What you will do
Repeat the piece on integrity below from "Jones did master" to "are indeed responsible.", word for word.

Selection
Whether you’re happy or unhappy with the outcome of the election, I can tell you what your next step should be. Live with integrity. Work with integrity. Speak with integrity. Act with integrity. Follow Dr. Martin Luther King’s admonition when he said, “The time is always right to do what is right.”
To be more specific, do the following.
► 1. Be authentic.
Authenticity is the first part of integrity. And it’s the first thing other people want to see in you … not some superficial image you’ve created and tried to project.
In the book Be Your Own Brand: A Breakthrough Formula for Standing Out from The Crowd, McNally and Speak say, “We make the most lasting and vivid impressions when people witness us being true to our beliefs and staying in alignment with who and what we really are. When we summon the courage to be authentic, the effect is powerful.”
So that raises a question. Have you really and truly figured out your beliefs and your values? You have to be absolutely clear about who you are and what you stand for. Because if you don’t stand for something, you’ll fall for anything.
► 2. Practice self-discipline.
You’ve got to be willing to do what’s right, even when you don’t feel like it. And that can be tough, mighty tough, to do the right thing instead of the easy thing.
Plato knew that thousands of year ago. He taught, “The first and best victory is to conquer self.” He knew it takes years for some people to learn that lesson, while others never learn it.
Take the great golfer Bobby Jones, for example. He was winning golf tournaments by the age of 12. But he had a temper … and his nickname was “club-thrower.” An older gentleman called Grandpa Bart recognized Jones’ talent and his character issues. He said, “Bobby, you’re good enough to win, but you’ll never win big until you conquer that temper of yours.”
Jones did master his temper and went on to win his first US Open at age 21. Grandpa Bart used to say, “Bobby was 14 when he mastered golf, but he was 21 when he mastered himself.”
If you are serious about building your integrity, look for an opportunity to say “no” to yourself every day in some SMALL area. Try it. You’ll be surprised how hard it is.
But the payoff will come when you need to say “no” to yourself in some BIG area of life. You’ll have the spiritual strength to do what you need to do when you need to do it.
► 3. Accept responsibility.
Don’t pass the buck. And don’t blame anybody else or anything else IF you are indeed responsible.
Of course, that goes against human nature. Almost everybody wants to avoid the punishment that comes with doing something wrong … so they “naturally” deny responsibility. They protest, “I didn’t do it!” even when the evidence proves otherwise.

Given information
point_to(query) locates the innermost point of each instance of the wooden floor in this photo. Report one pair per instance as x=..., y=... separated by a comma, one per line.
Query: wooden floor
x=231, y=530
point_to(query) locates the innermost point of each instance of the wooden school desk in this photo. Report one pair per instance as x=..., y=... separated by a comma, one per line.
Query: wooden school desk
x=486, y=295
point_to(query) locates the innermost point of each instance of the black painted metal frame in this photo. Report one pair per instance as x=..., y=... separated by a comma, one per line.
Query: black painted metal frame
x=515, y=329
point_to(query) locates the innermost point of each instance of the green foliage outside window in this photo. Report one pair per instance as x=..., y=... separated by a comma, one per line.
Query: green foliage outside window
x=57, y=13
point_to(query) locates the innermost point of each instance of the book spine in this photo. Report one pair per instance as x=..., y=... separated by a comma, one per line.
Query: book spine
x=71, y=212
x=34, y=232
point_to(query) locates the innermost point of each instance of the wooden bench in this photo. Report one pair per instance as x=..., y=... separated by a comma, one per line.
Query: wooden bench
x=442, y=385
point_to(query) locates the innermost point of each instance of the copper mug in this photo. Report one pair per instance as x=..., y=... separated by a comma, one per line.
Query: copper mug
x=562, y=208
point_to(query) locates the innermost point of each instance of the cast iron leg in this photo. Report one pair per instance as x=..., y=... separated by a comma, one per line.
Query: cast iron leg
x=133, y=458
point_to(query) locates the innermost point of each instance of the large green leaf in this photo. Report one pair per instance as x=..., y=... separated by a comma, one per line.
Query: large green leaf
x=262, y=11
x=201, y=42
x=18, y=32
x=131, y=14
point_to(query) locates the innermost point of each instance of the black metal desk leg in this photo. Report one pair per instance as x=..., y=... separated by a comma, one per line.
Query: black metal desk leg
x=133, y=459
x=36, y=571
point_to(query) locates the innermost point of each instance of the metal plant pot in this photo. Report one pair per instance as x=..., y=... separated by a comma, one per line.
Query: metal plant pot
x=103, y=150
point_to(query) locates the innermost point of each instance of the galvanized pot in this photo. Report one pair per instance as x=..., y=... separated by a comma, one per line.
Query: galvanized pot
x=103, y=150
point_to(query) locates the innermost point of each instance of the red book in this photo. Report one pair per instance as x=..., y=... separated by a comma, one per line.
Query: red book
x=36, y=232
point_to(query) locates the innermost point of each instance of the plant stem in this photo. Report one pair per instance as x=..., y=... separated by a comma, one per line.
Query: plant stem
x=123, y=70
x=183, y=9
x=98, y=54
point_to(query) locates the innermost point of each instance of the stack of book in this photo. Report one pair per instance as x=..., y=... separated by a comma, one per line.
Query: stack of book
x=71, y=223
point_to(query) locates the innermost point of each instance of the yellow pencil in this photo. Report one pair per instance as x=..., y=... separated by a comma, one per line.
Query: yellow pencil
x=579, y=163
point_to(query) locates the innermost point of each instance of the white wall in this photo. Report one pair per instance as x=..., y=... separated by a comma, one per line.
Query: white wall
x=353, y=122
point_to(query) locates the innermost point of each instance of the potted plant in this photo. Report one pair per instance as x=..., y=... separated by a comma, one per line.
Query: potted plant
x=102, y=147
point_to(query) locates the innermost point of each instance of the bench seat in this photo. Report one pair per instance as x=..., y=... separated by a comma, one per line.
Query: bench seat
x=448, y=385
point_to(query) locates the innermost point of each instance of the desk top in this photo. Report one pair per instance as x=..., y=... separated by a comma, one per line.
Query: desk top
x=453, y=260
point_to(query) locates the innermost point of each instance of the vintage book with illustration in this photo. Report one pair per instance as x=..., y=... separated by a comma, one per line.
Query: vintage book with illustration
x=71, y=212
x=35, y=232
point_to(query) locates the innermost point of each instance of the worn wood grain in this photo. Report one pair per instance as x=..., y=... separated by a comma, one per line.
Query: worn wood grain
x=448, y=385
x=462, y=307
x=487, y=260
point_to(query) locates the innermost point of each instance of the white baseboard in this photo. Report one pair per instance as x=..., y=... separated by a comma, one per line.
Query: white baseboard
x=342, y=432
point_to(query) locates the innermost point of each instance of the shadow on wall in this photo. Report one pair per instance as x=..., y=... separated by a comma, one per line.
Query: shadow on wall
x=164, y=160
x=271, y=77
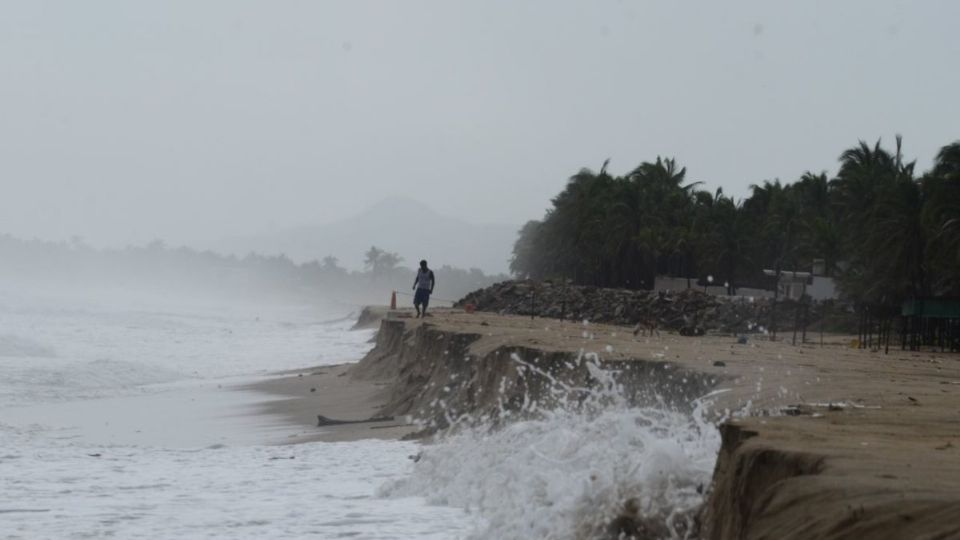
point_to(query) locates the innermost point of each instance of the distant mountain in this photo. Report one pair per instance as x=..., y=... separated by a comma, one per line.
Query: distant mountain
x=408, y=227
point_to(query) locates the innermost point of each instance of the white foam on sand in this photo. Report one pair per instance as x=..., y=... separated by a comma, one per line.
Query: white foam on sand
x=568, y=473
x=125, y=423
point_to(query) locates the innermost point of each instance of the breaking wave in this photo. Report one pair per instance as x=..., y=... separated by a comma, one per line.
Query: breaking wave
x=593, y=467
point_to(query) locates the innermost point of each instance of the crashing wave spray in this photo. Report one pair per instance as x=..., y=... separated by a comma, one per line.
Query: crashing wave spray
x=590, y=466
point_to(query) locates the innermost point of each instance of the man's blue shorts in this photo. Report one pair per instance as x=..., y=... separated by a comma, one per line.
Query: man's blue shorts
x=421, y=297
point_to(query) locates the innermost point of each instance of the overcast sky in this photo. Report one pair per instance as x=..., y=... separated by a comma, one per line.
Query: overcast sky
x=193, y=120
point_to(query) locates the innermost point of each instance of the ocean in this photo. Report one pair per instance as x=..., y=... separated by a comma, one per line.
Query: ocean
x=122, y=418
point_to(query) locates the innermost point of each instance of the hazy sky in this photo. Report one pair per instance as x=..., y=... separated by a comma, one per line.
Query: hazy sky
x=126, y=121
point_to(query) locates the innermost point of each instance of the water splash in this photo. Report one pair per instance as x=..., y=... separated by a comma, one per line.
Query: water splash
x=593, y=466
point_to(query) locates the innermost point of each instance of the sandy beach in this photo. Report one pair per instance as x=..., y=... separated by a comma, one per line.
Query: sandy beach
x=820, y=441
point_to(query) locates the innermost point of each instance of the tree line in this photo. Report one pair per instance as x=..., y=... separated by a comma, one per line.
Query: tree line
x=884, y=231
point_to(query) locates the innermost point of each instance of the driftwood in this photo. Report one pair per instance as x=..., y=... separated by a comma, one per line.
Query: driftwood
x=324, y=421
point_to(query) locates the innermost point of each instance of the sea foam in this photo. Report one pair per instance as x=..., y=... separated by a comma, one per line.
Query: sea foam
x=595, y=466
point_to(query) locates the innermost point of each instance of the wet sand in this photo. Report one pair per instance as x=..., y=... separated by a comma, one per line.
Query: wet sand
x=331, y=392
x=836, y=441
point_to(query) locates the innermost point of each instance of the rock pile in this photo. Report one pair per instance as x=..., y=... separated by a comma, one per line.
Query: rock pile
x=686, y=311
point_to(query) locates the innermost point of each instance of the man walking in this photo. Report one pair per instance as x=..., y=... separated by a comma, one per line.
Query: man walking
x=423, y=285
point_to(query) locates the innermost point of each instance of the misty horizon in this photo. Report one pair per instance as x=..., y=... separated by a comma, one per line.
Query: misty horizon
x=195, y=122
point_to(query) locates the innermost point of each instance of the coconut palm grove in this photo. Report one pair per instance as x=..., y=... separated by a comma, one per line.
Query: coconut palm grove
x=885, y=231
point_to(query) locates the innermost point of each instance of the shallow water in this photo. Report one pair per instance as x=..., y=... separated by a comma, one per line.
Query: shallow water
x=123, y=422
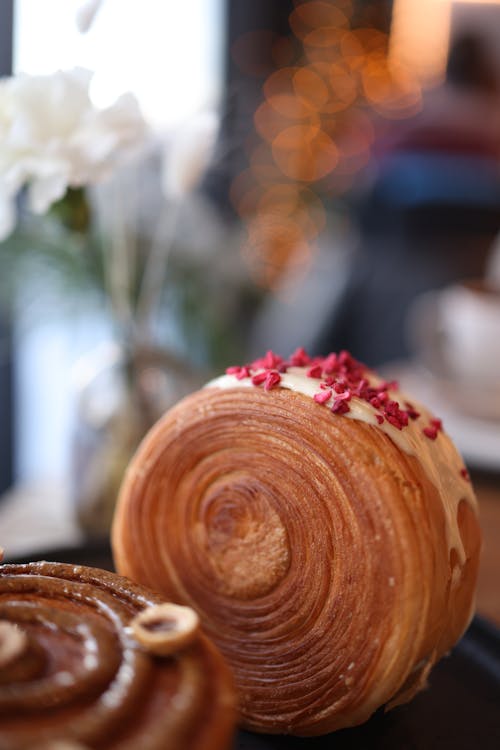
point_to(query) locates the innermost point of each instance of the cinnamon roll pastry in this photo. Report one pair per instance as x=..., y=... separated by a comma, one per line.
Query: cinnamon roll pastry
x=323, y=526
x=89, y=660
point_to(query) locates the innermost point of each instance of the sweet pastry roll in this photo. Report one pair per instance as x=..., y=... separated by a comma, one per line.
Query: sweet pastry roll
x=323, y=526
x=89, y=660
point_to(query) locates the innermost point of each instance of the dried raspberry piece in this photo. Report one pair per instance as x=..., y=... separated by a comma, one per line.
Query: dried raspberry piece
x=300, y=358
x=430, y=432
x=259, y=378
x=272, y=378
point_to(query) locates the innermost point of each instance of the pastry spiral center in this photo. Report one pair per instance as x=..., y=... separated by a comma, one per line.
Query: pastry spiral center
x=246, y=542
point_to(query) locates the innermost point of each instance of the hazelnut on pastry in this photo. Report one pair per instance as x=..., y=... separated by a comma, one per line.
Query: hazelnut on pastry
x=76, y=675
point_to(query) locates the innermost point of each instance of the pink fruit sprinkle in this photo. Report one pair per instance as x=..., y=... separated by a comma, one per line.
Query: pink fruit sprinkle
x=272, y=378
x=323, y=396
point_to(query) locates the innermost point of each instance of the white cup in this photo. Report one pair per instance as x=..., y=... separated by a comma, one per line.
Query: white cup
x=468, y=332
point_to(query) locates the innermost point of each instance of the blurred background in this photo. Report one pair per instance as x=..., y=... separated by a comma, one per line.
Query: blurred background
x=317, y=173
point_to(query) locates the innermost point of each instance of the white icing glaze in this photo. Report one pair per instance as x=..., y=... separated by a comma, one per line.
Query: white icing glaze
x=439, y=458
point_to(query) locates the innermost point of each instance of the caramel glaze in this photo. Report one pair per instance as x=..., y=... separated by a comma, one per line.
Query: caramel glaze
x=84, y=678
x=314, y=549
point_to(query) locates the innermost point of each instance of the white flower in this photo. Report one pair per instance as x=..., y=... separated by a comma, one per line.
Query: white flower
x=86, y=14
x=188, y=154
x=52, y=137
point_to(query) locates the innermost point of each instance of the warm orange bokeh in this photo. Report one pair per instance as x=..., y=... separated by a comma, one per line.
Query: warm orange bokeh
x=313, y=129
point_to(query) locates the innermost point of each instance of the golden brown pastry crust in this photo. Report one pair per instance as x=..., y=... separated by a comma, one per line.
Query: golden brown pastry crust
x=83, y=678
x=315, y=550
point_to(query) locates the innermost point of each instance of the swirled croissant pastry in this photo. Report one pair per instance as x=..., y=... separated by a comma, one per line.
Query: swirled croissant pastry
x=89, y=660
x=324, y=528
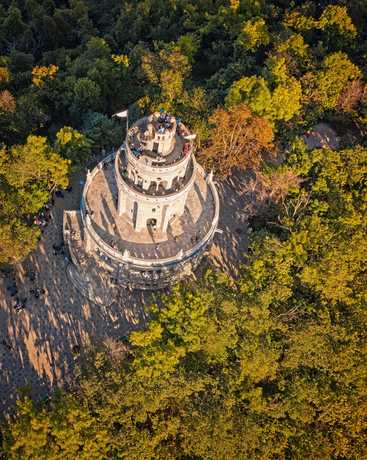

Output for this exercise
Jones did master his temper and went on to win his first US Open at age 21. Grandpa Bart used to say, “Bobby was 14 when he mastered golf, but he was 21 when he mastered himself.”
If you are serious about building your integrity, look for an opportunity to say “no” to yourself every day in some SMALL area. Try it. You’ll be surprised how hard it is.
But the payoff will come when you need to say “no” to yourself in some BIG area of life. You’ll have the spiritual strength to do what you need to do when you need to do it.
► 3. Accept responsibility.
Don’t pass the buck. And don’t blame anybody else or anything else IF you are indeed responsible.